** start DATA PROVIDED **
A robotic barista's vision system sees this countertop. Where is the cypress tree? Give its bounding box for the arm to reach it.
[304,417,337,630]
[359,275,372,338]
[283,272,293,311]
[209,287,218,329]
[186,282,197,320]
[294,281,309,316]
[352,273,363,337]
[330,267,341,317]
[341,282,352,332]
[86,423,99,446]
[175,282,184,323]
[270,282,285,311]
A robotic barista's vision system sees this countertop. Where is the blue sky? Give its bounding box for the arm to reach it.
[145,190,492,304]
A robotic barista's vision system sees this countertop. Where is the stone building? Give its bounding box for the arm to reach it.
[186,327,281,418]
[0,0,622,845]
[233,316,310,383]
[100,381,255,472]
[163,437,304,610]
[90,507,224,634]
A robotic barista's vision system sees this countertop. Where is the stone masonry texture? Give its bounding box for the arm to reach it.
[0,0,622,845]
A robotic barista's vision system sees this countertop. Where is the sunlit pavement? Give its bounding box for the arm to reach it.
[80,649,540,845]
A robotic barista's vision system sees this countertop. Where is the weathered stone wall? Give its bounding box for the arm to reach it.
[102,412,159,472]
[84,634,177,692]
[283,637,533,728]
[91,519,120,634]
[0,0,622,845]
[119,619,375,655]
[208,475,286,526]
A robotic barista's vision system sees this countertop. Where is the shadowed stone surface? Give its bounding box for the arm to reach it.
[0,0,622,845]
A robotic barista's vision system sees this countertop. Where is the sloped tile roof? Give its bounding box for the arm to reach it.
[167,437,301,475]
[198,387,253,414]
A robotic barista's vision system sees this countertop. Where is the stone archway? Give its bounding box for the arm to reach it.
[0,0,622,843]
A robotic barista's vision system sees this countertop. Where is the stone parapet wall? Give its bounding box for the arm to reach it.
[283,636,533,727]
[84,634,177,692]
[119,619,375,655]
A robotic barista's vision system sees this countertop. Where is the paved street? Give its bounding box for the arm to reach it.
** end DATA PROVIDED **
## REQUIREMENTS
Render the records above as a Markdown table with two columns, No. and Text. Number each row and skip any blank lines.

## FULL ANSWER
| No. | Text |
|---|---|
| 1 | A robotic barista's vision system sees this countertop. Where is the cypress tree? Give its bounding box for the arm to reach it. |
| 2 | [304,417,337,630] |
| 3 | [359,275,372,338] |
| 4 | [283,272,293,311] |
| 5 | [209,287,218,329] |
| 6 | [186,282,197,320] |
| 7 | [294,281,309,316] |
| 8 | [352,273,363,337] |
| 9 | [330,267,341,317] |
| 10 | [341,282,352,332] |
| 11 | [86,423,99,446] |
| 12 | [175,282,184,323] |
| 13 | [270,282,285,311] |
| 14 | A robotic barista's vision system sees this countertop. Where is the blue sky? Give its bounding box for the arm to reach it. |
| 15 | [145,190,492,304] |
| 16 | A robotic barista's vision system sees this countertop. Where is the stone building? Give its bounding box for the arm to reach it. |
| 17 | [186,327,281,418] |
| 18 | [0,0,622,845] |
| 19 | [233,316,310,383] |
| 20 | [100,381,255,472] |
| 21 | [163,437,304,610] |
| 22 | [90,507,224,634] |
| 23 | A robotic barista's vision system sees this countertop. Where is the stone masonry texture? Give its bounding box for the arm to reach it. |
| 24 | [0,0,622,845] |
| 25 | A robotic barista's vision system sees this countertop. Where is the sunlit pavement? Give its bounding box for the arm to reach it. |
| 26 | [80,649,540,845] |
| 27 | A robotic barista's vision system sees this countertop. Where is the weathered stone wall? Give its bounding box for the arm to reach it. |
| 28 | [102,412,159,472] |
| 29 | [84,634,177,692] |
| 30 | [283,637,533,728] |
| 31 | [91,519,120,634] |
| 32 | [0,0,622,845] |
| 33 | [119,619,375,655] |
| 34 | [208,475,286,526] |
| 35 | A robotic barista's vision system sees this countertop. Where is the shadowed stone surface? Give its bounding box for the arm to reach it. |
| 36 | [0,0,622,845] |
| 37 | A robotic barista's vision system sees this countertop. Where is the sloped tile roof? Give its bounding box for the arm to reach it. |
| 38 | [167,437,301,475] |
| 39 | [198,387,253,414] |
| 40 | A robotic barista's vision system sees this countertop. Where is the stone archway? Give its bounding box for the arm to reach it. |
| 41 | [0,0,622,843] |
| 42 | A robotic barista's vision system sees this countertop. Where is the stone parapet wall? Give its bounding box for the arm to reach it. |
| 43 | [283,636,533,727] |
| 44 | [84,634,177,692] |
| 45 | [119,619,375,655] |
| 46 | A robotic barista's vision system sees this countertop. Where is the paved street? Give its bounding box for the arm to reach it. |